AIM:
State how many lines of the material below contain the word "face". Give only the number.

SUPPLIED RECORDS:
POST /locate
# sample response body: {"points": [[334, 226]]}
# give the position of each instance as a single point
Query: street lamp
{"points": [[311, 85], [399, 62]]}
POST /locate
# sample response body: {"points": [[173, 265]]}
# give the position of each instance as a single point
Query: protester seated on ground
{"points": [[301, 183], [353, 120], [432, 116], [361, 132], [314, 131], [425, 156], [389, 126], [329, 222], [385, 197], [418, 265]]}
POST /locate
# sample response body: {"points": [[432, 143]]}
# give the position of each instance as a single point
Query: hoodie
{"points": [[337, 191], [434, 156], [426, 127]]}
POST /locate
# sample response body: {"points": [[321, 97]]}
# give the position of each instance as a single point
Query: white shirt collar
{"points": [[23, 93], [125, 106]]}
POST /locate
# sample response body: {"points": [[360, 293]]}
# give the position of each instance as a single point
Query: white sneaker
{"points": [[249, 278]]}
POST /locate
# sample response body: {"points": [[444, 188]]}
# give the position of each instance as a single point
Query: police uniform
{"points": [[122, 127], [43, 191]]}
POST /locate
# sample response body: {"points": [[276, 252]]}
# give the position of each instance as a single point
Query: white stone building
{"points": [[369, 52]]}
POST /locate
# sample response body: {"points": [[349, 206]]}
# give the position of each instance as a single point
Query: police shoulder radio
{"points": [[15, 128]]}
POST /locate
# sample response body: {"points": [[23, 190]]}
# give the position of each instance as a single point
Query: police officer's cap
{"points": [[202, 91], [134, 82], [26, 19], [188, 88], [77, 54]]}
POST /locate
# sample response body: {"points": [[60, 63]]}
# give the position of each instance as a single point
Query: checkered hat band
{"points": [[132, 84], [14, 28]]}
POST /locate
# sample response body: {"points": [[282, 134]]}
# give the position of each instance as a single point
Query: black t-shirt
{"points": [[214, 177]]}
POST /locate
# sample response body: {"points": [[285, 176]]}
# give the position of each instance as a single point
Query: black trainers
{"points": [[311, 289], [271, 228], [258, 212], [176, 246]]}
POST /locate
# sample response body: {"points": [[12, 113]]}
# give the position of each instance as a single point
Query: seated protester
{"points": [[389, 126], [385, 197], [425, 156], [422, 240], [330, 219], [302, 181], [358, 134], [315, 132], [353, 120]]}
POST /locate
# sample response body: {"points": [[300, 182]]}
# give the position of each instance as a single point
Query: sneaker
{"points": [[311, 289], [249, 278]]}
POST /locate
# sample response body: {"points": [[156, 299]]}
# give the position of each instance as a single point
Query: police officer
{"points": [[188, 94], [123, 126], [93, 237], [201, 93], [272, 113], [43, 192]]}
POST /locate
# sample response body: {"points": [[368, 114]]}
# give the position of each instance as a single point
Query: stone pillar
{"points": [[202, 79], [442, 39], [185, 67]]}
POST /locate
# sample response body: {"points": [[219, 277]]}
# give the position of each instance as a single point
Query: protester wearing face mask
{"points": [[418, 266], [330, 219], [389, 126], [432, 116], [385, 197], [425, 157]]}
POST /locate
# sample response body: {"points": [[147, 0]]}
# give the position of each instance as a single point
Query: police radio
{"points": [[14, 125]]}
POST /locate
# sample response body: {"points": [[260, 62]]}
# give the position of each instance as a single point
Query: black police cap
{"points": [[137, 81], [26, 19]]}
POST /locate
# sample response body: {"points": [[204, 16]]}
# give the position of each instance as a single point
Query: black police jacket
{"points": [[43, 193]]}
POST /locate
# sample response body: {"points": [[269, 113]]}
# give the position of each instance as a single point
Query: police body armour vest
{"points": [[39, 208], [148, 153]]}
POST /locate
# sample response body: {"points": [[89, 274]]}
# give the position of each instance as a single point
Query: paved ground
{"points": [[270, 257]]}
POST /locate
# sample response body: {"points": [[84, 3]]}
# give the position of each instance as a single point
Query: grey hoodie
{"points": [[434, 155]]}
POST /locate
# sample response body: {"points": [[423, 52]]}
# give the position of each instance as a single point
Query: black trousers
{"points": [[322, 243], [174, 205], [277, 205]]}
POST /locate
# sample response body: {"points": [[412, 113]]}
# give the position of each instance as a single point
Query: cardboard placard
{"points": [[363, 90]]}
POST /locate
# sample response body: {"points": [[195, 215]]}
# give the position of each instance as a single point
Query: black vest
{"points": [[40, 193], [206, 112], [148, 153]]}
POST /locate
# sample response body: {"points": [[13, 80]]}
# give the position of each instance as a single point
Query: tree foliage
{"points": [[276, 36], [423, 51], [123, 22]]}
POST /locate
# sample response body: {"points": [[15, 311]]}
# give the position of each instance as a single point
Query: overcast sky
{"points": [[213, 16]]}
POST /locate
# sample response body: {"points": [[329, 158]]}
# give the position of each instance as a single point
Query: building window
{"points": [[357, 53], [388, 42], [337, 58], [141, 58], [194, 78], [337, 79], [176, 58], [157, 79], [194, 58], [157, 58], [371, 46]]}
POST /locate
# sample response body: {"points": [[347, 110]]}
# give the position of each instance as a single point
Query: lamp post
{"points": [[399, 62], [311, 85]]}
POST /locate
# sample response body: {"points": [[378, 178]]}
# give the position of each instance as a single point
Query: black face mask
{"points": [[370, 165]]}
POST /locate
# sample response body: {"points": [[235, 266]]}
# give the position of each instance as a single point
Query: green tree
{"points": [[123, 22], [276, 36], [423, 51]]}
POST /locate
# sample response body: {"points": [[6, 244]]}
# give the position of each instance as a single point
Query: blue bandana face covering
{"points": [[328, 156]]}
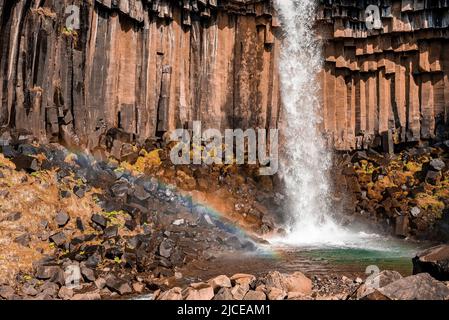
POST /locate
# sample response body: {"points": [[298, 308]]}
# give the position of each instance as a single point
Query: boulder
{"points": [[239, 291], [65, 293], [6, 292], [298, 282], [23, 239], [172, 294], [255, 295], [58, 238], [434, 261], [417, 287], [382, 279], [62, 218], [87, 296], [118, 285], [221, 281], [224, 294], [274, 293], [99, 220], [437, 164], [206, 293]]}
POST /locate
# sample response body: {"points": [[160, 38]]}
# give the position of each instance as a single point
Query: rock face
{"points": [[136, 68], [434, 261], [389, 84]]}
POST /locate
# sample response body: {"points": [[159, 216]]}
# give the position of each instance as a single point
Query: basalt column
{"points": [[138, 68]]}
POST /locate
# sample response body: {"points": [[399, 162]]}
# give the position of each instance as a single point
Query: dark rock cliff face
{"points": [[143, 67], [389, 83]]}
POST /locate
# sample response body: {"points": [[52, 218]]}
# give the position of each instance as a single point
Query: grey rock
{"points": [[417, 287], [434, 261], [62, 218]]}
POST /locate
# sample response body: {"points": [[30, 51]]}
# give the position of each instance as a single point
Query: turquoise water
{"points": [[380, 254]]}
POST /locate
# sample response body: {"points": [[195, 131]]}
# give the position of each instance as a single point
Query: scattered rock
{"points": [[221, 281], [166, 248], [62, 218], [58, 238], [434, 261], [437, 164], [99, 220], [6, 292], [206, 293], [417, 287], [172, 294], [118, 285], [23, 239], [276, 293], [65, 293], [87, 296], [255, 295]]}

EXERCISE RESPONSE:
5